§ **Deine Aufgaben**
(a) Gib aus dem Artikel über Biodiversität den Abschnitt wortgetreu wieder, der mit den Worten „Biodiversität Vielfalt erhalten“ beginnt und mit „unserem Klima gedeihen.“ schließt.
(b) Seit welchem Jahr unterstützt das UTZ-Programm der Rainforest Alliance laut dem Artikel über Biodiversität kleine und mittelgroße Kaffeefarmer in Guatemala?
(c) Setze den Artikel über Biodiversität und Kaffeeanbau in Guatemala nach seinem letzten Satz fort.

§ **Ausgewählter Textauszug**
● ● ● ●
Biodiversität Vielfalt erhalten - Vielfalt erhalten: Teil 4

Insektensterben und Dürre-Sommer – Beides in den vergangenen Monaten Dauerthemen in den Medien, die ein gemeinsames Problem offenlegen: Der fortschreitende Verlust der Artenvielfalt bringt unsere Ernährungssicherheit in Gefahr. Was die Branche unternimmt, um dem entgegenzuwirken und die Biodiversität zu fördern.

Donnerstag, 13. September 2018 - Management
Bettina Röttig
Artikelbild Vielfalt erhalten - Vielfalt erhalten: Teil 4
Für mehr Sortenvielfalt: Rund 2.500 Hobby-Gärtner testeten für Tofu-Spezialist Taifun in ganz Deutschland, welche Soja-Kreuzungen in unserem Klima gedeihen.
Bildquelle: Getty Images, Edeka Nord, Rewe Group, Taifun

Inhaltsübersicht

Kampf gegen Klimawandel
Dringender Handlungsbedarf besteht bereits in den Regenwäldern Guatemalas. Hier unterstützt das UTZ-Programm der Rainforest Alliance seit 2017 kleine und mittelgroße Kaffeefarmer dabei, Maßnahmen zur Anpassung an den Klimawandel umzusetzen. „Das Land Guatemala und die Kaffeeproduktion, eines der wirtschaftlichen Standbeine des Landes, spüren die Folgen des Klimawandels bereits sehr stark“, informiert Henriette Walz, Expertin für Klimawandel und Umweltfragen beim UTZ-Programm.
● ● ● ●
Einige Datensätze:
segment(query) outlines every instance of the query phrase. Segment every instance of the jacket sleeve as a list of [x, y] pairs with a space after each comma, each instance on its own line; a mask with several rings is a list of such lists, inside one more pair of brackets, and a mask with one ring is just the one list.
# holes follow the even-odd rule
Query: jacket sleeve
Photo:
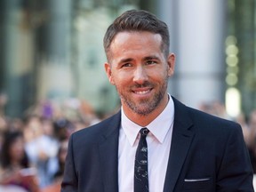
[[220, 170], [217, 171], [218, 192], [253, 192], [252, 170], [242, 128], [235, 125], [225, 145]]
[[73, 135], [68, 141], [68, 155], [65, 162], [64, 176], [61, 183], [61, 192], [78, 191], [77, 175], [74, 164]]

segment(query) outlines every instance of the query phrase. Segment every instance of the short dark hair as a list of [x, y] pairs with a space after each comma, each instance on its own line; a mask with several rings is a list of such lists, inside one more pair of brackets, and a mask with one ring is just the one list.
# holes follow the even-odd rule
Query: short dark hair
[[108, 58], [110, 44], [116, 35], [124, 31], [148, 31], [159, 34], [162, 37], [161, 49], [167, 57], [169, 54], [170, 37], [166, 23], [154, 14], [144, 10], [130, 10], [117, 17], [108, 28], [104, 36], [104, 49]]

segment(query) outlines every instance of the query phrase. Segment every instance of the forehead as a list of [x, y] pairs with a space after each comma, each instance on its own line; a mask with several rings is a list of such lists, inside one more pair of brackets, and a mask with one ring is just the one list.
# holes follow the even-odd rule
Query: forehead
[[159, 34], [146, 31], [120, 32], [111, 43], [108, 56], [113, 59], [121, 54], [161, 52], [161, 43], [162, 37]]
[[116, 45], [124, 45], [127, 43], [132, 43], [132, 45], [140, 44], [156, 44], [160, 45], [162, 42], [162, 37], [159, 34], [154, 34], [148, 31], [124, 31], [119, 32], [114, 37], [111, 46]]

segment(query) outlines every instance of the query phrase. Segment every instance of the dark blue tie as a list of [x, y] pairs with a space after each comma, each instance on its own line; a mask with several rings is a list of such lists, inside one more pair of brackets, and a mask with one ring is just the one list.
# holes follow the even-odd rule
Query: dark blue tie
[[134, 192], [148, 191], [147, 128], [140, 131], [140, 139], [136, 150], [134, 165]]

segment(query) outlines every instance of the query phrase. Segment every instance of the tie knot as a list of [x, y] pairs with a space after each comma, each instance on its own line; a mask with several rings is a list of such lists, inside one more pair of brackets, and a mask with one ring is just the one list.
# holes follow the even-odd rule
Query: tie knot
[[148, 128], [142, 128], [140, 130], [140, 135], [141, 136], [147, 136], [147, 134], [149, 132], [149, 131], [148, 130]]

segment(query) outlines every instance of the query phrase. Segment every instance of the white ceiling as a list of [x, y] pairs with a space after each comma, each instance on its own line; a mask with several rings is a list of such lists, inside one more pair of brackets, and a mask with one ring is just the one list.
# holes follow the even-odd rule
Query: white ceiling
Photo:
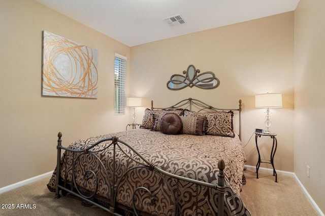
● ● ● ●
§ **Lösungen**
(a)
Biodiversität Vielfalt erhalten - Vielfalt erhalten: Teil 4

Insektensterben und Dürre-Sommer – Beides in den vergangenen Monaten Dauerthemen in den Medien, die ein gemeinsames Problem offenlegen: Der fortschreitende Verlust der Artenvielfalt bringt unsere Ernährungssicherheit in Gefahr. Was die Branche unternimmt, um dem entgegenzuwirken und die Biodiversität zu fördern.

Donnerstag, 13. September 2018 - Management
Bettina Röttig
Artikelbild Vielfalt erhalten - Vielfalt erhalten: Teil 4
Für mehr Sortenvielfalt: Rund 2.500 Hobby-Gärtner testeten für Tofu-Spezialist Taifun in ganz Deutschland, welche Soja-Kreuzungen in unserem Klima gedeihen.

(b) Seit 2017.

(c)
Instabile Wetterlagen mit Dürren und Überschwemmungen sowie der Temperaturanstieg beförderten Pflanzenkrankheiten wie Kaffeerost und minderten die Qualität der Kaffeebohnen. Laut Prognosen lokaler Agrar-Forschungsinstitute würden sich die Areale, die sich zum Kaffeeanbau eignen, bis zum Jahr 2050 signifikant verringern und Kaffeefarmer dazu gezwungen, den Anbau in höhere Lagen zu verlegen, wo jedoch oft indigene Gemeinschaften leben, und sich Wälder befinden, die die wichtigsten Wasserscheiden und Artenvielfalten Guatemalas beherbergen. Gemeinsam mit Fundaeco, einer guatemaltekischen NGO, und weiteren Partnern sucht die Rainforest Alliance nach Mitteln und Wegen, um die Kaffeeproduktion aufrecht zu erhalten.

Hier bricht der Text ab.